_Texte cité_
= = = = = = =
Comment Liège rend ses lettres de noblesse au streetwear
Supreme, Off-White, ADER error, Heron Preston ou encore A-Cold-Wall, autant de grands noms qui font échos dans la tendance actuelle mais qu’en est-il des plus petits créateurs ? Entre lancer sa marque en pleine pandémie, customiser des fringues ou être la vitrine de créateurs streetwear, Liège fait honneur de diverses manières au style urbain. Rencontre avec trois créatrices inspirées.
Mélange de genres, mouvement issu de la contre-culture, le streetwear évolue au fil des années. Si ce style s’inspire tout droit des 90’s, 2020 définit cette tendance comme la combinaison du sportwear et du workwear, avec des looks qui se veulent confortables et fonctionnels. Mais le retour du sweat à capuche traduirait plus un mode de vie qu’un style cyclique, en notant toutefois que les notions d’up-cycling et d’écologie, tout comme dans la vie courante, deviennent indispensables. La preuve par trois.
= = = = = = =
_Consigne 1_
Réécrivez le texte sur le streetwear à Liège en commençant par « Comment Liège rend » et en allant jusqu'à « trois créatrices inspirées. », avec « crise sanitaire » à la place de « pandémie ».
_Consigne 2_
Prolongez le texte sur le streetwear à Liège au-delà de sa dernière phrase.
Les enregistrements constituent un matériau distinct du texte sur le streetwear à Liège.

[Entrées d'étiquetage de la position d'objets]
= = = = = = =
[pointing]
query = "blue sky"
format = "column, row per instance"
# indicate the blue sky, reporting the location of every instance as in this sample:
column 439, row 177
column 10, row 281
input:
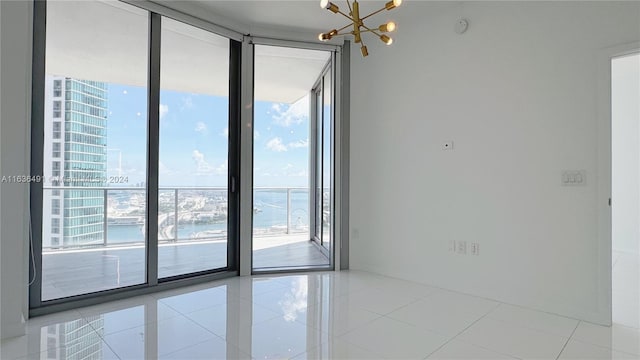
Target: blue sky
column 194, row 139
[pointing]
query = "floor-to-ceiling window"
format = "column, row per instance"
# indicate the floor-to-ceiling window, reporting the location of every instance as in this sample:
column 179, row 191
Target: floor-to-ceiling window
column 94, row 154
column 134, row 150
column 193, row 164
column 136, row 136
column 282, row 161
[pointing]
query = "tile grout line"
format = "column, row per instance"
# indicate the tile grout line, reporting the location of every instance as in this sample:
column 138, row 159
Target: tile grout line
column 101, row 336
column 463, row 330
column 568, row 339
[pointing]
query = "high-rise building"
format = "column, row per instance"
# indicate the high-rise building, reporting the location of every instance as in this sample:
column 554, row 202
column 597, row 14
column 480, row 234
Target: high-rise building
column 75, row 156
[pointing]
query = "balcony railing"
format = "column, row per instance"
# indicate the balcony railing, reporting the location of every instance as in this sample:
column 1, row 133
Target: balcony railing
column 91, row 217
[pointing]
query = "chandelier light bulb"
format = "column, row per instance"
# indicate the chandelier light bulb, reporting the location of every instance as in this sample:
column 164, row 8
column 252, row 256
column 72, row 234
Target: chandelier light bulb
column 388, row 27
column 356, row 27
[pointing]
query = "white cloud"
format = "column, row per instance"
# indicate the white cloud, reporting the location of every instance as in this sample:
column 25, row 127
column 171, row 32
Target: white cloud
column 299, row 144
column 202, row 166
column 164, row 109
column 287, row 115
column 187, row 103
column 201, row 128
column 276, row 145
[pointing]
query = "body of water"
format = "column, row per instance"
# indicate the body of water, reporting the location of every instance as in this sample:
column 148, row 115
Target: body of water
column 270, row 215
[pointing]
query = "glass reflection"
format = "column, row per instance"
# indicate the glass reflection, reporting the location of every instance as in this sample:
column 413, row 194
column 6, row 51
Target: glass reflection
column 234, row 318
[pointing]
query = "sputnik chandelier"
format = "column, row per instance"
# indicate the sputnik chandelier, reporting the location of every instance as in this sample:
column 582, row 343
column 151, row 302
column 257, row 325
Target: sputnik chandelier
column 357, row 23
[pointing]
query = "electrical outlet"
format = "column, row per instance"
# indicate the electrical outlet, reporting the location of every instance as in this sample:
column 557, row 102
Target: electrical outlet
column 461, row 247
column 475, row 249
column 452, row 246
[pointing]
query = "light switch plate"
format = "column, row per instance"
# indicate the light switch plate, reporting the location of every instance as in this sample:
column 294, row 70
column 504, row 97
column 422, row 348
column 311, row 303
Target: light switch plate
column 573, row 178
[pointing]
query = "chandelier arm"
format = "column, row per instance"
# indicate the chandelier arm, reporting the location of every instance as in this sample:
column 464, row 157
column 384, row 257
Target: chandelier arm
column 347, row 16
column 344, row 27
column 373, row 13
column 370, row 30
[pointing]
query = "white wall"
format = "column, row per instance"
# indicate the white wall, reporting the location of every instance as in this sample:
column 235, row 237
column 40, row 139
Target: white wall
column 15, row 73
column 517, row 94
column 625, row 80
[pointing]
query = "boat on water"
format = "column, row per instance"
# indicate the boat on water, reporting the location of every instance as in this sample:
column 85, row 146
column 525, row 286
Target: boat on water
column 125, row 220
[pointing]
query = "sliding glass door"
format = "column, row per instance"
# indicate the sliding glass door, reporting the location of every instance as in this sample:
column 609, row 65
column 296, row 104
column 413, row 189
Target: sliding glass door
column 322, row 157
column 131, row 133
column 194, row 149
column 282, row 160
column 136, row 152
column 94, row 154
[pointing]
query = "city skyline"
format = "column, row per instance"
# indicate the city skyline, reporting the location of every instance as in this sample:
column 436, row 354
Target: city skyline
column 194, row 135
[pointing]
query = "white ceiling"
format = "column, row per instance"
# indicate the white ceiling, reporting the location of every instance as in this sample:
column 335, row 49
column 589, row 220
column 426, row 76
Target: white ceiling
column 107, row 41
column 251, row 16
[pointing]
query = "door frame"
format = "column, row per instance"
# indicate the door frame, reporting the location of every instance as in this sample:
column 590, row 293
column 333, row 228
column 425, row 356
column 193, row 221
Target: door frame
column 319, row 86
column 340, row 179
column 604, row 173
= = = = = = =
_Réponse attendue 1_
Comment Liège rend ses lettres de noblesse au streetwear
Supreme, Off-White, ADER error, Heron Preston ou encore A-Cold-Wall, autant de grands noms qui font échos dans la tendance actuelle mais qu’en est-il des plus petits créateurs ? Entre lancer sa marque en pleine crise sanitaire, customiser des fringues ou être la vitrine de créateurs streetwear, Liège fait honneur de diverses manières au style urbain. Rencontre avec trois créatrices inspirées.

_Réponse attendue 2_
PMG (Pas mon genre), la marque streetwear en devenir
Pour Pauline Duchnik, le streetwear vient de la rue mais il s’est généralisé et s’est inscrit dans nos codes. Le T-shirt, le jeans ou encore la casquette font désormais partie de notre garde-robe quotidienne. Si on tend plus vers du sportswear version in & out, pour un look réussi, on peut emprunter des pièces à un autre univers comme le workwear également. À Liège, Pauline estime que la tendance est présente grâce à quelques enseignes comme Coming Soon, Milk, Lace Up,… mais que ce n’est pas encore assez. Et comme elle ne trouvait pas son bonheur, la Liégeoise a donc décidé de le créer.
« Avec PMG, je voulais combiner tailoring et streetwear car pour moi c’est un mélange de styles qui représente bien le mode de vie des femmes actuelles. Travail, plaisir, sorties… en mixant ces deux styles, ça permet d’avoir ce genre de vêtements qui te suivent tout au long de la journée et de tes activités. En upgradant ton sweat à capuche avec une veste de blazer par exemple. PMG c’est vraiment cool, pas de prise de tête, montrer son style et qui on est vraiment.»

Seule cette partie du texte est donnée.